What is the change in gravitational potential energy of a 6200 kg satellite that lifts off from Earth's surface into a circular orbit of altitude 2500 km? What percent error is introduced by assuming a constant value of g and calculating the change in gravitational potential energy from m⋅g⋅Δh?

Homework Equations


[tex]E_{p}=mgh[/tex]
[tex]F_{g}=G((m_{1}m_{2})/(r^{2}))[/tex]

The Attempt at a Solution


Well, the change in potential energy is simply mgh = 6200kg*9.81m/s/s*2500000m = 152055000000 which is the change in p energy.. then the rest i am lost.. i know there would be an error because gravity is not 9.81 m/s as you go on, it gets less and less as you leave earth..

thanks for your time
 
on Phys.org
You need to calculate the work done to get to the potential energy for the two models - work is the integral of the force needed along the path you take. The constant g integral is easy since the force is assumed constant, leading to the familiar mgh. Since the force in the second model depends on R you need to do the definite integral between the starting point and the end point...
 
SEngstrom said:
You need to calculate the work done to get to the potential energy for the two models - work is the integral of the force needed along the path you take. The constant g integral is easy since the force is assumed constant, leading to the familiar mgh. Since the force in the second model depends on R you need to do the definite integral between the starting point and the end point...

★ ★ ★

* EXERCISE 1
Rewrite the records with "roll cage canopy" swapped for "roll bar" and everything else left the same. Omit the pictures from your answer.

Entries from a point annotation set:
★ ★ ★

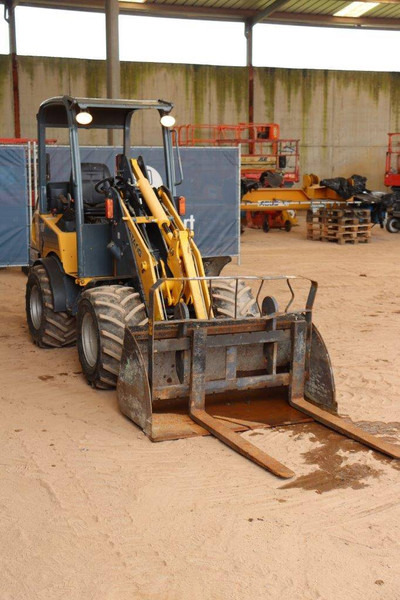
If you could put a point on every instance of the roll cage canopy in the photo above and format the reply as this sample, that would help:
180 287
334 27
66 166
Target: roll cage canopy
107 114
61 112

★ ★ ★

* EXERCISE 2
In the forum thread, what is the altitude of the satellite's circular orbit?

* PROBLEM SOLUTION 1
If you could put a point on every instance of the roll bar in the photo above and format the reply as this sample, that would help:
180 287
334 27
66 166
Target: roll bar
107 114
61 112

* PROBLEM SOLUTION 2
2500 km